■ AIM OF THE EXERCISE: Convert every line of the material below into a Markdown table with the columns Row and Line, numbering the rows in order and skipping blank lines.

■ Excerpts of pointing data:
-- start --
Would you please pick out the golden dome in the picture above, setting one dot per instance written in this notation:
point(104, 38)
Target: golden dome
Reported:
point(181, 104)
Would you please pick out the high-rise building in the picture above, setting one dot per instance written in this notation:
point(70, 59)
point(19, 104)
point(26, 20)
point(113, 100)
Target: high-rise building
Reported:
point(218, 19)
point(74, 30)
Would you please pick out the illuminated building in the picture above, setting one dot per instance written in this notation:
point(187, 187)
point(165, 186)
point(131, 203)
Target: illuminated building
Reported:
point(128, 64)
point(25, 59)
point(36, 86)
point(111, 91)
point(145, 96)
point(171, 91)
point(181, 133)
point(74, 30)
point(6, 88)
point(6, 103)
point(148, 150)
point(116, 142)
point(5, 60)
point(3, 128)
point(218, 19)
-- end --
■ TASK ANSWER:
| Row | Line |
|---|---|
| 1 | Would you please pick out the golden dome in the picture above, setting one dot per instance written in this notation: |
| 2 | point(104, 38) |
| 3 | Target: golden dome |
| 4 | Reported: |
| 5 | point(181, 104) |
| 6 | Would you please pick out the high-rise building in the picture above, setting one dot per instance written in this notation: |
| 7 | point(70, 59) |
| 8 | point(19, 104) |
| 9 | point(26, 20) |
| 10 | point(113, 100) |
| 11 | Target: high-rise building |
| 12 | Reported: |
| 13 | point(218, 19) |
| 14 | point(74, 30) |
| 15 | Would you please pick out the illuminated building in the picture above, setting one dot per instance written in this notation: |
| 16 | point(187, 187) |
| 17 | point(165, 186) |
| 18 | point(131, 203) |
| 19 | Target: illuminated building |
| 20 | Reported: |
| 21 | point(128, 64) |
| 22 | point(25, 59) |
| 23 | point(36, 86) |
| 24 | point(111, 91) |
| 25 | point(145, 96) |
| 26 | point(171, 91) |
| 27 | point(181, 133) |
| 28 | point(74, 30) |
| 29 | point(6, 88) |
| 30 | point(6, 103) |
| 31 | point(148, 150) |
| 32 | point(116, 142) |
| 33 | point(5, 60) |
| 34 | point(3, 128) |
| 35 | point(218, 19) |